(Coordinate labeling data)

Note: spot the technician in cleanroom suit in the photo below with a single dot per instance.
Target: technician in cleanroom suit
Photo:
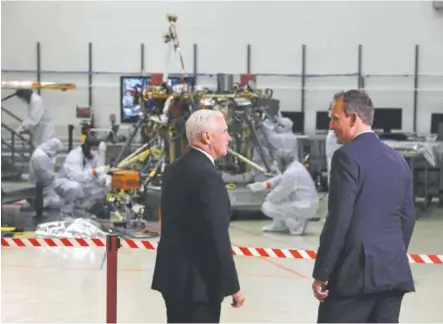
(278, 136)
(292, 200)
(41, 170)
(88, 181)
(38, 122)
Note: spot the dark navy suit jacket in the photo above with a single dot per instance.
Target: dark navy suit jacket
(364, 242)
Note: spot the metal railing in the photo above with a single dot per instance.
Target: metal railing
(16, 150)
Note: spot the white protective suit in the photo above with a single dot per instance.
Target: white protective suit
(292, 202)
(279, 136)
(38, 122)
(41, 169)
(85, 186)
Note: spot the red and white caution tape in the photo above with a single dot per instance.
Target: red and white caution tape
(152, 245)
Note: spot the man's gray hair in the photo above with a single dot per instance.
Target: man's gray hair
(200, 121)
(359, 103)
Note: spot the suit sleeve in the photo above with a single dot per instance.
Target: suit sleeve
(215, 227)
(342, 195)
(407, 213)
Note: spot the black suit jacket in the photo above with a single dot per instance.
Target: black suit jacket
(194, 257)
(371, 218)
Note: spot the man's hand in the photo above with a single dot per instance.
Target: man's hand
(319, 290)
(238, 299)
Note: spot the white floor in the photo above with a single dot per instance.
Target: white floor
(58, 285)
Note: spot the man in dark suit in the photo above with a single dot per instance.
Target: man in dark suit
(362, 270)
(195, 267)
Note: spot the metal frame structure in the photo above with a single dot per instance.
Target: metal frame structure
(304, 74)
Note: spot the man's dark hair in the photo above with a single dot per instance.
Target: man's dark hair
(359, 103)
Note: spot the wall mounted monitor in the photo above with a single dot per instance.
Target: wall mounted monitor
(387, 119)
(436, 119)
(322, 121)
(298, 118)
(131, 87)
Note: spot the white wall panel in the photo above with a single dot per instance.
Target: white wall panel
(276, 31)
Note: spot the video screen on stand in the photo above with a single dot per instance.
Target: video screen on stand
(132, 86)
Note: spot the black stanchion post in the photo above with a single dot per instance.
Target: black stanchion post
(90, 72)
(112, 246)
(142, 59)
(248, 58)
(38, 200)
(70, 137)
(303, 82)
(416, 80)
(360, 67)
(195, 52)
(39, 68)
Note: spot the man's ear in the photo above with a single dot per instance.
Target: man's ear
(353, 119)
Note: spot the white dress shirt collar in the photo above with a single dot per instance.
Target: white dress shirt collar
(205, 153)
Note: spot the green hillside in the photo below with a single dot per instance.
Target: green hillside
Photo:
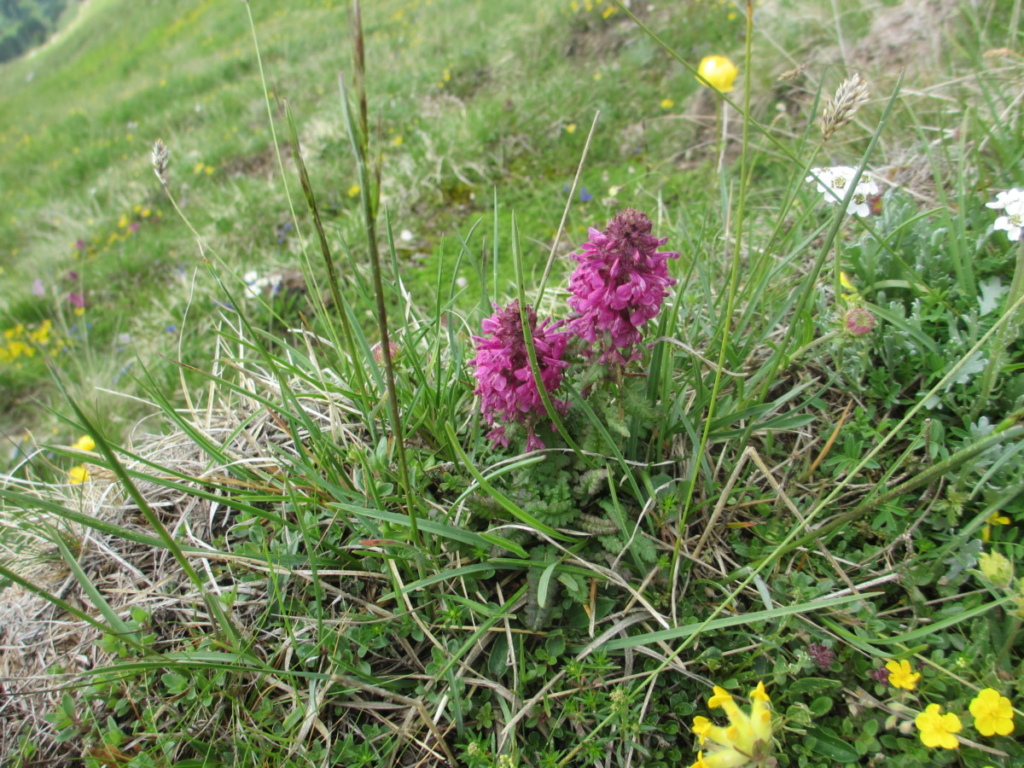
(27, 24)
(516, 395)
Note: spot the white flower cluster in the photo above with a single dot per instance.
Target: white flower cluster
(1012, 202)
(835, 181)
(257, 286)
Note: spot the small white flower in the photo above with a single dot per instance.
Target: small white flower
(1012, 201)
(835, 181)
(1009, 201)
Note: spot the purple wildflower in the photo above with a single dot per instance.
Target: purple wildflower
(508, 391)
(620, 284)
(859, 322)
(821, 655)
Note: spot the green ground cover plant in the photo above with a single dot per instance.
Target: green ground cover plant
(566, 384)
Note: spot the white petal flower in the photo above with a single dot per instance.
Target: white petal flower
(1011, 201)
(835, 181)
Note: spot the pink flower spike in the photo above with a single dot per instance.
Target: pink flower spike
(620, 285)
(505, 381)
(859, 322)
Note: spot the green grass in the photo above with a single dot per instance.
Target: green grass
(295, 550)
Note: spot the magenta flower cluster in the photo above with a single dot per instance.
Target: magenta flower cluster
(505, 380)
(620, 285)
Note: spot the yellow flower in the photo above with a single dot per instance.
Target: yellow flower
(85, 442)
(937, 730)
(992, 713)
(995, 568)
(719, 72)
(745, 741)
(901, 676)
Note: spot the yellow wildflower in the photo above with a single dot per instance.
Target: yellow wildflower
(901, 676)
(995, 568)
(992, 713)
(85, 442)
(938, 730)
(745, 741)
(719, 72)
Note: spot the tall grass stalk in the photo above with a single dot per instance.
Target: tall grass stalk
(358, 133)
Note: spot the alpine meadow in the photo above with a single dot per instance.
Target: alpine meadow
(552, 384)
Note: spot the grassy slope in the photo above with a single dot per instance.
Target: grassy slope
(482, 95)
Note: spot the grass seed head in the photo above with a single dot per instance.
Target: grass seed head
(161, 158)
(840, 110)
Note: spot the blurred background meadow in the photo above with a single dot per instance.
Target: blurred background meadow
(222, 546)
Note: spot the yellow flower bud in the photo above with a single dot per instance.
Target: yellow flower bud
(719, 72)
(995, 568)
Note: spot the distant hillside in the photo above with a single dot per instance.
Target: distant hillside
(26, 24)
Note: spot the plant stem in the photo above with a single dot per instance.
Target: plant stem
(1007, 333)
(360, 141)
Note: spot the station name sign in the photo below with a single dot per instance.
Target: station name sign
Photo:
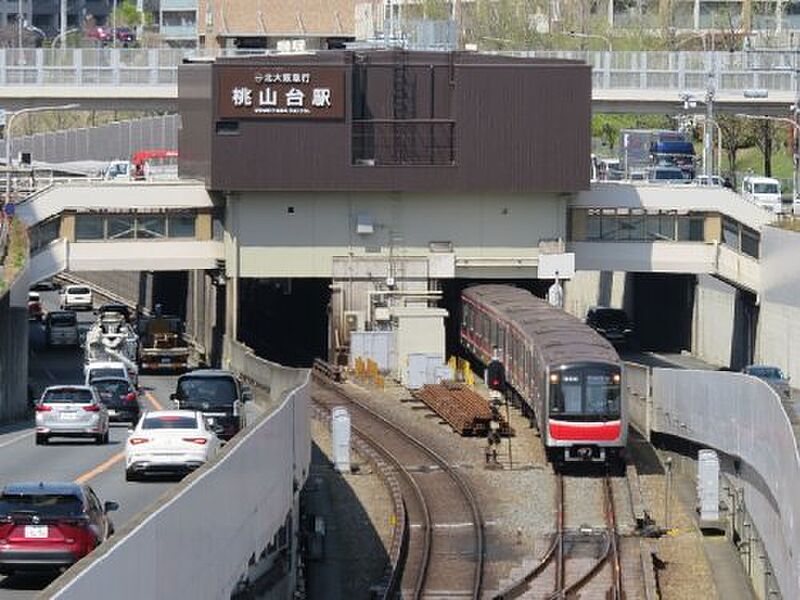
(279, 92)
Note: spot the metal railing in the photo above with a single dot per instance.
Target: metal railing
(774, 71)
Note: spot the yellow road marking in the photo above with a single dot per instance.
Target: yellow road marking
(152, 399)
(101, 468)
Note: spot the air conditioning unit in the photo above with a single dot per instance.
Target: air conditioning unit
(353, 321)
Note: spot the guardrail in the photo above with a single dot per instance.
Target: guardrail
(744, 418)
(675, 71)
(256, 479)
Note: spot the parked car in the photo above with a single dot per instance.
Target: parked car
(50, 525)
(172, 442)
(98, 369)
(612, 323)
(771, 375)
(119, 397)
(71, 411)
(76, 296)
(218, 395)
(45, 285)
(61, 328)
(35, 310)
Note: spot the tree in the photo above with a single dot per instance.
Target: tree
(735, 135)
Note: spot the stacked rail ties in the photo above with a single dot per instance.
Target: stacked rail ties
(582, 560)
(443, 537)
(466, 411)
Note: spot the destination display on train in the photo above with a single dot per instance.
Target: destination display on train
(272, 92)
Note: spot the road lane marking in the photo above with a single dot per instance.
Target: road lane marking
(101, 468)
(16, 439)
(152, 399)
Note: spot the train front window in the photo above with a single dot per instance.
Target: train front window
(585, 393)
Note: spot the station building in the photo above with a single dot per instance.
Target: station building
(348, 178)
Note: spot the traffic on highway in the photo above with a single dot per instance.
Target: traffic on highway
(64, 487)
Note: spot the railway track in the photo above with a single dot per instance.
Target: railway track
(580, 562)
(443, 550)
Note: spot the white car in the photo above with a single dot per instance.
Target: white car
(171, 442)
(76, 296)
(96, 369)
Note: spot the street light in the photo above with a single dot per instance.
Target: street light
(577, 34)
(796, 125)
(9, 121)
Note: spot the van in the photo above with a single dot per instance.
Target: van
(764, 192)
(61, 328)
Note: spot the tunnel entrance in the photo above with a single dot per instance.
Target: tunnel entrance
(451, 300)
(663, 306)
(745, 323)
(285, 320)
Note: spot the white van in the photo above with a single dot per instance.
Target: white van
(763, 191)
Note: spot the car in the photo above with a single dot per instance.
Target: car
(612, 323)
(45, 285)
(772, 376)
(35, 310)
(117, 308)
(119, 397)
(71, 411)
(61, 328)
(218, 395)
(48, 526)
(76, 296)
(96, 369)
(169, 442)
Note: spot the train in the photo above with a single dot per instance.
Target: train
(566, 376)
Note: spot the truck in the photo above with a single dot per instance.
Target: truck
(162, 344)
(644, 149)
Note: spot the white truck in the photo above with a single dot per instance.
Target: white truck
(764, 192)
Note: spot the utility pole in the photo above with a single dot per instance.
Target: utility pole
(63, 24)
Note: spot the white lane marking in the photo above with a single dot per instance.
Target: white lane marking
(16, 439)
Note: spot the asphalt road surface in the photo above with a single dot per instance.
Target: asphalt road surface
(102, 467)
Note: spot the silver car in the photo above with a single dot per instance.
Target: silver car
(71, 411)
(773, 376)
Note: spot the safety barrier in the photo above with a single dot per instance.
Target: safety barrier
(250, 489)
(744, 418)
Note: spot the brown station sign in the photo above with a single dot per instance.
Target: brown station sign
(272, 92)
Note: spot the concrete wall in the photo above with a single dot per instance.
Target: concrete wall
(779, 316)
(13, 358)
(594, 288)
(299, 234)
(713, 320)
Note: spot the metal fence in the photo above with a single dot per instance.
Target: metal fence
(118, 140)
(743, 417)
(733, 71)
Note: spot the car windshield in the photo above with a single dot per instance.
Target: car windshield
(106, 372)
(765, 372)
(63, 320)
(67, 396)
(765, 188)
(112, 390)
(170, 422)
(57, 505)
(610, 318)
(214, 391)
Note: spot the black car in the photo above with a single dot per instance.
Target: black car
(218, 395)
(613, 324)
(119, 397)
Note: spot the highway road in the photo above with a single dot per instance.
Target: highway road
(76, 460)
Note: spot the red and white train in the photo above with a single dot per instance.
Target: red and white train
(568, 377)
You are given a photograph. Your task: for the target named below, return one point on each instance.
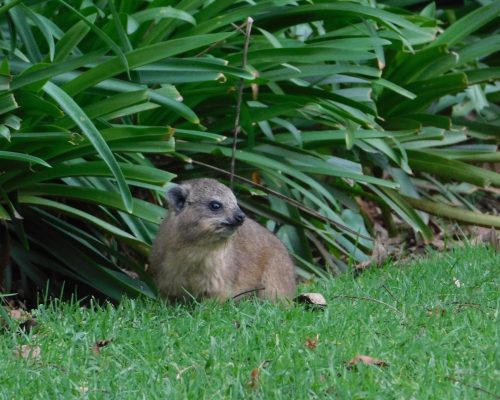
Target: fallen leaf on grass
(366, 360)
(28, 351)
(312, 299)
(438, 312)
(17, 314)
(254, 378)
(100, 344)
(312, 343)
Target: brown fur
(196, 253)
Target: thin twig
(340, 296)
(239, 100)
(248, 291)
(289, 200)
(452, 378)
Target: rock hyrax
(206, 247)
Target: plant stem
(237, 126)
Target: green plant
(340, 100)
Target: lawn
(434, 322)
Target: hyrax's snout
(236, 219)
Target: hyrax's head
(205, 209)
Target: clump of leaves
(101, 107)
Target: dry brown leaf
(19, 314)
(28, 351)
(367, 360)
(312, 343)
(312, 299)
(436, 312)
(100, 344)
(254, 378)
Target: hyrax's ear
(177, 198)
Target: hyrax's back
(207, 248)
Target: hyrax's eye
(215, 205)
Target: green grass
(209, 350)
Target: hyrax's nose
(239, 217)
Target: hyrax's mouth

* TASK DETAILS *
Can you rewrite the data from the line containing "Target: clump of leaves", including that line, through the end, putting "animal's" wherever "hyrax's" appears and leaving everything else unchanged?

* FULL ANSWER *
Target: clump of leaves
(101, 107)
Target: dry brown leaf
(19, 314)
(28, 351)
(367, 360)
(312, 343)
(312, 299)
(436, 312)
(100, 344)
(254, 378)
Target: animal's ear
(177, 198)
Target: animal's back
(207, 248)
Target: animal's eye
(215, 205)
Target: green grass
(209, 350)
Target: animal's nose
(239, 217)
Target: animal's mouth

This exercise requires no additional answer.